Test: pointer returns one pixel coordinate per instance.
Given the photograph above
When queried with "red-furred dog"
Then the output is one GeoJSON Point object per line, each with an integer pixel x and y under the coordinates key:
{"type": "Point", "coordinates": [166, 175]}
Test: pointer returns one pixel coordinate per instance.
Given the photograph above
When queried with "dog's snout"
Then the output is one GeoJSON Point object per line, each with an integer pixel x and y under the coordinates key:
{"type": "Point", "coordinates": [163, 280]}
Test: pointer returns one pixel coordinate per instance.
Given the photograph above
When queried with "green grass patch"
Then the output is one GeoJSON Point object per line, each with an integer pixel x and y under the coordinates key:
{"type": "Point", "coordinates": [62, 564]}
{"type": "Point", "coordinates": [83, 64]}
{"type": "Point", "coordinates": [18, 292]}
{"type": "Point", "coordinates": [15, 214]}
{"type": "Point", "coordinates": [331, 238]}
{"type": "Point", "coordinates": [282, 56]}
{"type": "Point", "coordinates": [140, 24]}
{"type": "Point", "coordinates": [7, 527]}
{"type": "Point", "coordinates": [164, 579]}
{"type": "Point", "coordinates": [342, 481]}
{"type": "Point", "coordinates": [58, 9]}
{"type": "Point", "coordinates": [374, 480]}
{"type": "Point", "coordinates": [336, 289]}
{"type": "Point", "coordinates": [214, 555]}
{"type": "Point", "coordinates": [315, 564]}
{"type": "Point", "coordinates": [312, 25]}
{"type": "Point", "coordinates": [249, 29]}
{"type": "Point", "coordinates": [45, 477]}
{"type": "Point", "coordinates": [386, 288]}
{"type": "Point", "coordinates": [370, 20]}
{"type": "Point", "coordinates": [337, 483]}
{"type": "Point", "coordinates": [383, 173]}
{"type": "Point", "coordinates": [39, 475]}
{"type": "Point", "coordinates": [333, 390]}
++++++
- SET PROBLEM:
Reproduce all of the rows above word for word, keeping their original order.

- COMPLETE ANSWER:
Test: pointer returns one pixel coordinate per instance.
Given the photograph above
When queried with "red-furred dog"
Then the output is one GeoJSON Point object per line, each with an integer pixel x and y under the coordinates key:
{"type": "Point", "coordinates": [166, 175]}
Test: pointer returns one pixel coordinate per instance.
Given the photograph above
When queried with "dog's snout"
Then the output is one GeoJSON Point object per line, each with an integer pixel x and y under the coordinates key:
{"type": "Point", "coordinates": [163, 280]}
Test: pointer returns one pixel coordinate per instance.
Given the photograph above
When queried with "green grass patch"
Then the output is one GeoJSON Point object per line, each with an integer pixel x and y under the coordinates key:
{"type": "Point", "coordinates": [62, 564]}
{"type": "Point", "coordinates": [83, 64]}
{"type": "Point", "coordinates": [18, 292]}
{"type": "Point", "coordinates": [15, 214]}
{"type": "Point", "coordinates": [331, 238]}
{"type": "Point", "coordinates": [282, 56]}
{"type": "Point", "coordinates": [140, 24]}
{"type": "Point", "coordinates": [7, 527]}
{"type": "Point", "coordinates": [164, 579]}
{"type": "Point", "coordinates": [342, 481]}
{"type": "Point", "coordinates": [58, 9]}
{"type": "Point", "coordinates": [374, 480]}
{"type": "Point", "coordinates": [336, 289]}
{"type": "Point", "coordinates": [214, 555]}
{"type": "Point", "coordinates": [315, 564]}
{"type": "Point", "coordinates": [312, 25]}
{"type": "Point", "coordinates": [249, 29]}
{"type": "Point", "coordinates": [45, 477]}
{"type": "Point", "coordinates": [386, 288]}
{"type": "Point", "coordinates": [370, 20]}
{"type": "Point", "coordinates": [337, 483]}
{"type": "Point", "coordinates": [383, 173]}
{"type": "Point", "coordinates": [39, 475]}
{"type": "Point", "coordinates": [333, 390]}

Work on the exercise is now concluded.